Given task:
Rescale the data from the line with "Segment every instance of the <item>mountain" through the end of the data, both ends included, and reproduce all of those lines, requests included. Multiply every coordinate in the answers by 1.05 and round each result to a whole number, rounding halves up.

Data provided:
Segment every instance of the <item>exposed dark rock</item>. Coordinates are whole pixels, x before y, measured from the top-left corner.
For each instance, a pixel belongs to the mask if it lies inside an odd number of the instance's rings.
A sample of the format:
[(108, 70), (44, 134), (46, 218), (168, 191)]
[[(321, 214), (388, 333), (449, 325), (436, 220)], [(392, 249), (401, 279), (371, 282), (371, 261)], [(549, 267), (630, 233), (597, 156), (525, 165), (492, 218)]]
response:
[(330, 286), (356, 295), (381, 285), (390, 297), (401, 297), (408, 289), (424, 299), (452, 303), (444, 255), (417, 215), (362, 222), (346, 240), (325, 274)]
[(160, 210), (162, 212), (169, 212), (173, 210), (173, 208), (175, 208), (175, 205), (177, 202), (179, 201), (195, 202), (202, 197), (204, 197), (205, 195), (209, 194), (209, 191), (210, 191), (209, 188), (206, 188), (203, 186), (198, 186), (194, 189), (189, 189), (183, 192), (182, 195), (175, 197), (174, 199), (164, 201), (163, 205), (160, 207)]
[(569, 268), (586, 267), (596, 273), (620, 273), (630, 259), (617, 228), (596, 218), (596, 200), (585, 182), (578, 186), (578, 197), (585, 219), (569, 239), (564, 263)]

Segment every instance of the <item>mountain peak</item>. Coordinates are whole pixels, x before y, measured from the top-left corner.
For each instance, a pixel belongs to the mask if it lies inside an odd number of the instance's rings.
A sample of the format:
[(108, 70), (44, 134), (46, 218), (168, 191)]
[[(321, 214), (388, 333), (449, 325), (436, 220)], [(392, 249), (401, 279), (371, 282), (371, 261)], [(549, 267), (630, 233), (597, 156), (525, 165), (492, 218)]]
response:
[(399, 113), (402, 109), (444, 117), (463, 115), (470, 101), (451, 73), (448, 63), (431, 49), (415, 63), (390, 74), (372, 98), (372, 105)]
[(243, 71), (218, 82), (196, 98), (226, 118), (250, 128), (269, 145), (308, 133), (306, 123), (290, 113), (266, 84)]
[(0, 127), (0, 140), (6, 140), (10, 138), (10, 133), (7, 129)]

Full response:
Segment every instance of the <item>mountain peak</item>. Coordinates are whole pixels, x before y, measured from the top-left corner.
For each instance, a pixel belongs to the mask if it lies inside an odd number of the instance's rings.
A sample of the format:
[(108, 70), (44, 134), (46, 218), (168, 191)]
[[(321, 214), (388, 333), (449, 325), (436, 220)], [(392, 249), (401, 279), (371, 282), (371, 261)], [(549, 267), (630, 233), (597, 156), (525, 165), (492, 218)]]
response:
[(419, 119), (422, 114), (466, 123), (486, 121), (494, 106), (474, 77), (470, 66), (453, 51), (436, 66), (410, 78), (391, 103), (391, 110)]
[(255, 75), (229, 86), (206, 103), (237, 124), (263, 134), (282, 152), (323, 140), (321, 129), (305, 119), (279, 88)]
[(0, 133), (0, 147), (6, 147), (11, 145), (11, 140), (7, 135)]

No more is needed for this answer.